Jarrett Fuller

August 2025

AI Isn’t Design’s Biggest Problem

This essay was originally published in Fast Company on August 18, 2025.


Of all the design fields, I think graphic designers might be the most insecure. The introduction of any new technology can feel like a threat to the field’s existence and renders design jobs obsolete.

Think of desktop publishing in the ’80s and ’90s, which made designing layouts accessible and easy. Or the late 2000s, when graphic designers’ work moved online and there was fierce debate about whether designers should learn to code because “print was dead.” Then came smartphones (and, at the same time, social media) which put creative tools in the pockets of millions of people, rendering nearly everyone an amateur graphic designer.

I don’t need to tell you that there is yet another new threat on the horizon casting yet another dark cloud over the graphic design industry: artificial intelligence. And this time, the threat is real. The World Economic Forum included graphic design among the most at-risk jobs due to artificial intelligence, slightly below accountants, bank tellers, and data entry clerks. This is all very worrisome for a profession that has always been prone to insecurity.

It’s interesting because the tasks AI tools are best at are not creative tasks, but rather those that involve repetitive actions, automation, recognizing patterns, and analyzing data—none of which appear on the surface as the kind of things graphic designers spend a lot of time on.

And yet, so much of modern graphic design has been automated and systematized to the point of it feeling like it’s already come from an AI system. Much of today’s graphic design—from book covers to brands, digital interfaces to social media posts—has been standardized around similar processes, default tools, and a few globally familiar styles and practices.

Like an essay written by ChatGPT, most of the results of AI design look very similar: the averaging of everything else. Unfortunately, that also sounds like a good description of a lot of contemporary graphic design. Today’s graphic designers are using the same tools, designing for the same contexts, and following the same patterns. Perhaps AI feels threatening to graphic designers because, in many ways, they already design like AI.

MATERIAL SHOWN |
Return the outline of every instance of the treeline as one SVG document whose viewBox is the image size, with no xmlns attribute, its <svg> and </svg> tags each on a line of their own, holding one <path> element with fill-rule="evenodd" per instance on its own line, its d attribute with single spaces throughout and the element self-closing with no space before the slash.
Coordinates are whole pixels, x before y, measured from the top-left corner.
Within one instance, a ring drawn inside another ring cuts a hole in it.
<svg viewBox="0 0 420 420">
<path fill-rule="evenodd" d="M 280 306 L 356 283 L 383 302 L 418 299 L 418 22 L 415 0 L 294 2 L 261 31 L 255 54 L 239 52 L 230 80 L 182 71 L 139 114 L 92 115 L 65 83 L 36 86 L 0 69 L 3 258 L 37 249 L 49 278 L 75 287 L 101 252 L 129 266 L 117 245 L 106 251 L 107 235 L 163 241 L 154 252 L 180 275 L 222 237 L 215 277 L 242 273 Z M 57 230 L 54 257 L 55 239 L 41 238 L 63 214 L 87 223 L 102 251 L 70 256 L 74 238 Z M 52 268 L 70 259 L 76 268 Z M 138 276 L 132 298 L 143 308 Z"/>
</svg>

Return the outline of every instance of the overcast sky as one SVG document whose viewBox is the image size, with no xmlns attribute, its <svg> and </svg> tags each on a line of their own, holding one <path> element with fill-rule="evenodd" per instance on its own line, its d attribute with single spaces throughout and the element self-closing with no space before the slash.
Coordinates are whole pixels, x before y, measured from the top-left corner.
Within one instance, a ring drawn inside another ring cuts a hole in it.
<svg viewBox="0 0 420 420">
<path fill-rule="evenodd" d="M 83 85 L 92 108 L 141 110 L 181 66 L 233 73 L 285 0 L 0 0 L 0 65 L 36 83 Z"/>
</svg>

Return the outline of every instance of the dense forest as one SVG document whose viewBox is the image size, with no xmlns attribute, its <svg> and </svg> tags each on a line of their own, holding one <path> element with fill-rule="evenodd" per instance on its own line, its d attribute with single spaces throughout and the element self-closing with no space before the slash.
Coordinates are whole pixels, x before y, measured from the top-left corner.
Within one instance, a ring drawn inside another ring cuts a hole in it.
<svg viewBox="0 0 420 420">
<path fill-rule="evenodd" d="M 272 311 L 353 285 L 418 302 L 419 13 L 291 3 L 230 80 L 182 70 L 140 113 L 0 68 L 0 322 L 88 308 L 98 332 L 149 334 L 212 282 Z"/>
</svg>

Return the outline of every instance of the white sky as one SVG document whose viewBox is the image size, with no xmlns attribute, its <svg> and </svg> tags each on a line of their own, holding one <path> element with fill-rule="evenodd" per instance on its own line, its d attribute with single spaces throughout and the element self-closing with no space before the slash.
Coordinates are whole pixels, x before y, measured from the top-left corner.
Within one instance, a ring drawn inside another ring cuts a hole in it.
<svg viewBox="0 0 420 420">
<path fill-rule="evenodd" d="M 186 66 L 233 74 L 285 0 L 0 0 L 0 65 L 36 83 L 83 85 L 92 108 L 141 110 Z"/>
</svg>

TASK DETAILS | Reproduce the passage from the essay on AI and graphic design verbatim, between "Of all the design" and "design jobs obsolete.", inclusive.

EXPECTED ANSWER |
Of all the design fields, I think graphic designers might be the most insecure. The introduction of any new technology can feel like a threat to the field’s existence and renders design jobs obsolete.